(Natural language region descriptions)
************

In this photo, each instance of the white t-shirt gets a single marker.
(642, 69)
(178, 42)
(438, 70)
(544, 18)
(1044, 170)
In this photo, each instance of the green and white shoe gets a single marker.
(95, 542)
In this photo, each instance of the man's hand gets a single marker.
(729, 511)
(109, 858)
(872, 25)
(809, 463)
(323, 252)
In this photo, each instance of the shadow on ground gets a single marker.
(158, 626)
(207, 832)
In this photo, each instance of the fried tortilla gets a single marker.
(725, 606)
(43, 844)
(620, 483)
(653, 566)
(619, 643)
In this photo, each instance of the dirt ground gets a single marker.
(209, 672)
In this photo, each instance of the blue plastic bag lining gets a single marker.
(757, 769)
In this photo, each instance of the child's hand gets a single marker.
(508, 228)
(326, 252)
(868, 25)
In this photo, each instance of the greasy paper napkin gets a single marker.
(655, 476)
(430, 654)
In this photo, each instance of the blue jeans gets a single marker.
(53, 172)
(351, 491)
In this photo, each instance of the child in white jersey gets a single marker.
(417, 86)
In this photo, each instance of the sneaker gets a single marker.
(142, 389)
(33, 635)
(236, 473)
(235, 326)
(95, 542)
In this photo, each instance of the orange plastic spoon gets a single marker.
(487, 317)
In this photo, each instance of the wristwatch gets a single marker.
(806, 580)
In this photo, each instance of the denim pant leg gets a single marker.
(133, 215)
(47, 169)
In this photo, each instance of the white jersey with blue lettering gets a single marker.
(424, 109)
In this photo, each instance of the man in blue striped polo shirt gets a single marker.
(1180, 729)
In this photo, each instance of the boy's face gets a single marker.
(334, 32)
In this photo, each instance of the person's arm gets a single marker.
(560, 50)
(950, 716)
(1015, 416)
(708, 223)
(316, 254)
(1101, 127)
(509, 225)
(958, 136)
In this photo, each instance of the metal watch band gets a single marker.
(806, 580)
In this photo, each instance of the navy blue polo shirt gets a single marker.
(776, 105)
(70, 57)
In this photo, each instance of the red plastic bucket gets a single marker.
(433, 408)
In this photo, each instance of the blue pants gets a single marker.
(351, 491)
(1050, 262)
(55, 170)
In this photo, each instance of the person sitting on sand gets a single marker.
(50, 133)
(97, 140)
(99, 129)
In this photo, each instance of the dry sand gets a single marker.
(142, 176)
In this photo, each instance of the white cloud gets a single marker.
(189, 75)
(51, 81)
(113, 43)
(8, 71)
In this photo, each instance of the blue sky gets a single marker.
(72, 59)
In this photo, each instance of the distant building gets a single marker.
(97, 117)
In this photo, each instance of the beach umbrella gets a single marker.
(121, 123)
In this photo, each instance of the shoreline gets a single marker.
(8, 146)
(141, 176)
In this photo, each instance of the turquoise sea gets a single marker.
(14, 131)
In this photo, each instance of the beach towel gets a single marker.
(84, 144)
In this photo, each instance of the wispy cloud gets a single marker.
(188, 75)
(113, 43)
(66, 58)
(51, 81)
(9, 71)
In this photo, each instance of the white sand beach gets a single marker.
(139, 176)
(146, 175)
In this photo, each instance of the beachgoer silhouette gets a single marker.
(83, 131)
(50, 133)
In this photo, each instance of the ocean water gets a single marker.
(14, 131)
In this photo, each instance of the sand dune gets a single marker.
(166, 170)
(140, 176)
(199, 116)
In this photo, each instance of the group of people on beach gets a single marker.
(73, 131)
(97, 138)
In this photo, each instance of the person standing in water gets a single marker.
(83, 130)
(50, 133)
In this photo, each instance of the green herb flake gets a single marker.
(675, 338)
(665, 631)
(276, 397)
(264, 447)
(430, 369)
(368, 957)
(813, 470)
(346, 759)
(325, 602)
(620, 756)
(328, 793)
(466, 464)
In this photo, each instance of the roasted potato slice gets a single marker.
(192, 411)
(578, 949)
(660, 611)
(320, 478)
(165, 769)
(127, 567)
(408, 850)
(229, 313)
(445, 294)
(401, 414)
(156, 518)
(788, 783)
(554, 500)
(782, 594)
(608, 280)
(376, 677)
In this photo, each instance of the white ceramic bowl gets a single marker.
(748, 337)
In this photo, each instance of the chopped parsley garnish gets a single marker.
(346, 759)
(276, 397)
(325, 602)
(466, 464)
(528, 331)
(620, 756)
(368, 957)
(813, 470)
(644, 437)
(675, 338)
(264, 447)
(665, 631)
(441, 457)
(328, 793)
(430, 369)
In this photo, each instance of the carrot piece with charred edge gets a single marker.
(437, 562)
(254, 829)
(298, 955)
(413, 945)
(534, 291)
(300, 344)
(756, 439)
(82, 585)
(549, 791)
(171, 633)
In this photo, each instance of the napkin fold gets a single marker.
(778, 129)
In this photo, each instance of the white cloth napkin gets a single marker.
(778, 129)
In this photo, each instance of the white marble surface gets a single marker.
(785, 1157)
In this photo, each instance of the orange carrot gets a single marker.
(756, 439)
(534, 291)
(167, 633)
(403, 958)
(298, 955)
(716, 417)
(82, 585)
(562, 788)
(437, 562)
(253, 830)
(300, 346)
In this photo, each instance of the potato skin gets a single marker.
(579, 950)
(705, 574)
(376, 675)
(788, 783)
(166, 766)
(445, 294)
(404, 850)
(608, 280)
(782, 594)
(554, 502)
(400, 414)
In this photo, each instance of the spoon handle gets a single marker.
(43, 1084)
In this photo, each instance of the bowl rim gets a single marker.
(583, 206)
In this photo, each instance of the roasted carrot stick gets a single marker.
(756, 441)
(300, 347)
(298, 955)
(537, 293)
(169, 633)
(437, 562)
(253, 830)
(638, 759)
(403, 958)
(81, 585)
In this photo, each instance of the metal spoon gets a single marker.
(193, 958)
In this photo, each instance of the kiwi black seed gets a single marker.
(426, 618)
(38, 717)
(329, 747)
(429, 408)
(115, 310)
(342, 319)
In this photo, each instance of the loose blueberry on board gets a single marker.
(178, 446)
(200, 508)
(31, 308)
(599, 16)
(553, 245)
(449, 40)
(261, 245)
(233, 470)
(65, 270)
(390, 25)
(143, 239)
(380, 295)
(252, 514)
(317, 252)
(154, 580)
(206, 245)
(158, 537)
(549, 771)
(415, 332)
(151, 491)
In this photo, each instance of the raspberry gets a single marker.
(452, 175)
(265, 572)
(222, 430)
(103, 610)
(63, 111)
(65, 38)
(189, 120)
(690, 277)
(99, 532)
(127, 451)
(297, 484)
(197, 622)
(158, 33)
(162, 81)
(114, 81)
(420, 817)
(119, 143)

************

Task to carry out -
All the records above must be transcribed without a single change to any word.

Answer to the problem -
In this photo, each instance of the white t-shirt gets a single marker.
(642, 69)
(178, 42)
(438, 70)
(544, 18)
(1044, 170)
In this photo, each instance of the green and white shoe gets a single marker.
(95, 542)
In this photo, each instance of the man's hand gets a single marker.
(729, 511)
(109, 858)
(872, 25)
(809, 463)
(323, 252)
In this photo, each instance of the shadow on ground gets a single marker.
(158, 626)
(207, 832)
In this photo, each instance of the fried tortilla gets a single marker.
(725, 606)
(43, 844)
(620, 483)
(653, 566)
(619, 643)
In this photo, each instance of the dirt ground gets a single marker.
(209, 672)
In this photo, each instance of the blue plastic bag lining gets a single marker.
(757, 769)
In this photo, each instance of the child's hand gets a single marker.
(508, 228)
(326, 252)
(868, 25)
In this photo, each instance of the greasy paper napkin gets a single marker.
(655, 476)
(430, 654)
In this photo, each instance of the blue jeans gets a single marker.
(53, 172)
(351, 491)
In this photo, each instance of the child in white jersey gets a single marker.
(417, 86)
In this photo, each instance of the sneaker gets a single marker.
(142, 389)
(33, 635)
(236, 473)
(235, 326)
(95, 542)
In this photo, each instance of the orange plastic spoon gets a single marker.
(487, 317)
In this photo, each instance of the wristwatch gets a single marker.
(806, 580)
In this photo, each instance of the denim pant leg gets a single marker.
(133, 215)
(47, 169)
In this photo, each instance of the white jersey with blue lettering gets a single marker.
(424, 109)
In this photo, each instance of the man in blue striped polo shirt gets a single marker.
(1180, 729)
In this photo, each instance of the boy's face gets a single marker.
(334, 32)
In this photo, each instance of the person's arm gets a single marker.
(560, 50)
(950, 716)
(1015, 416)
(708, 223)
(316, 254)
(1101, 127)
(509, 225)
(958, 136)
In this photo, each instance of the metal watch band gets a single marker.
(806, 580)
In this photo, each instance of the navy blue polo shirt gets a single marker.
(776, 105)
(70, 57)
In this photo, each instance of the red plastic bucket gets a single marker.
(433, 408)
In this photo, each instance of the blue pants gets a single marker.
(351, 491)
(1050, 262)
(55, 170)
In this photo, each instance of the person sitting on sand gets a single marker.
(50, 133)
(97, 140)
(99, 129)
In this photo, each instance of the dry sand gets a single marker.
(142, 176)
In this photo, each instance of the white cloud gets a single marker.
(189, 75)
(51, 81)
(113, 43)
(8, 71)
In this photo, each instance of the blue sky gets a single marker.
(72, 59)
In this photo, each instance of the distant building gets a single marker.
(97, 117)
In this photo, each instance of the beach umbrella gets a single marker.
(121, 123)
In this photo, each instance of the shoreline gets a single marker.
(8, 146)
(141, 176)
In this photo, each instance of the turquoise sea gets a single marker.
(14, 131)
In this photo, each instance of the beach towel gets a single marker.
(84, 144)
In this photo, each instance of the wispy cloud gets a single marker.
(188, 75)
(113, 43)
(66, 58)
(51, 81)
(9, 71)
In this photo, each instance of the white sand beach gets a single marker.
(139, 176)
(146, 175)
In this photo, each instance of the beachgoer silhouette gets a single marker.
(83, 131)
(50, 133)
In this photo, each instance of the ocean water gets a single marker.
(14, 131)
In this photo, each instance of the sand dune gets a single marker.
(166, 170)
(140, 176)
(199, 116)
In this photo, each instance of the group of people on beach gets a single marker.
(73, 131)
(97, 138)
In this photo, each instance of the person standing in water gets a single marker.
(83, 130)
(50, 133)
In this photo, each instance of the green herb flake gets a single marker.
(675, 338)
(665, 631)
(276, 397)
(264, 447)
(430, 369)
(368, 957)
(813, 470)
(346, 759)
(325, 602)
(620, 756)
(328, 793)
(466, 464)
In this photo, each instance of the roasted potato slice gets a single marker.
(192, 411)
(578, 949)
(660, 611)
(320, 478)
(165, 769)
(127, 567)
(408, 850)
(229, 313)
(445, 294)
(401, 414)
(156, 518)
(788, 783)
(554, 500)
(782, 594)
(608, 280)
(376, 677)
In this photo, each instance of the white ceramic bowl gets a single marker.
(748, 337)
In this photo, each instance of the chopped parsley garnish gets a single marker.
(346, 759)
(276, 397)
(325, 602)
(466, 464)
(528, 331)
(620, 756)
(368, 957)
(813, 470)
(644, 437)
(675, 338)
(264, 447)
(665, 631)
(441, 457)
(328, 793)
(430, 369)
In this photo, each instance of the carrot piece with charred edge gets a single marker.
(437, 562)
(254, 829)
(298, 955)
(413, 945)
(534, 291)
(300, 344)
(756, 439)
(82, 585)
(549, 791)
(171, 633)
In this photo, each instance of the napkin fold gets a single marker.
(778, 129)
In this photo, each instance of the white cloth napkin gets a single marker.
(778, 129)
In this photo, each instance of the white marble surface gets a single marker.
(785, 1157)
In this photo, each instance of the orange carrot gets a single marker.
(756, 439)
(534, 291)
(167, 633)
(403, 958)
(298, 955)
(716, 417)
(82, 585)
(562, 788)
(437, 562)
(253, 830)
(300, 346)
In this photo, each instance of the potato skin gets a single marker.
(579, 950)
(705, 574)
(376, 675)
(788, 783)
(166, 766)
(445, 294)
(404, 850)
(608, 280)
(782, 594)
(554, 502)
(400, 414)
In this photo, each instance of the spoon handle gets a single marker.
(43, 1084)
In this photo, each instance of the bowl rim gets a single marker.
(583, 206)
In this photo, each instance of the roasted carrot stick gets a single marker.
(756, 441)
(300, 347)
(298, 955)
(537, 293)
(169, 633)
(437, 562)
(253, 830)
(638, 759)
(403, 958)
(81, 585)
In this photo, each instance of the metal spoon gets a single marker.
(193, 958)
In this photo, each instance of the kiwi black seed gets a single marker.
(426, 618)
(38, 717)
(329, 747)
(429, 408)
(115, 310)
(342, 319)
In this photo, each instance of the loose blueberry on board gets a single marker.
(178, 446)
(200, 508)
(31, 308)
(599, 16)
(553, 245)
(449, 40)
(261, 245)
(233, 470)
(65, 270)
(390, 25)
(143, 239)
(380, 295)
(252, 514)
(317, 252)
(154, 580)
(206, 245)
(158, 537)
(549, 771)
(415, 332)
(151, 491)
In this photo, each instance of the raspberry gets a single marker.
(452, 175)
(265, 572)
(222, 430)
(103, 610)
(63, 111)
(65, 38)
(189, 120)
(690, 277)
(99, 532)
(127, 451)
(297, 484)
(197, 622)
(158, 33)
(162, 81)
(114, 81)
(420, 817)
(119, 143)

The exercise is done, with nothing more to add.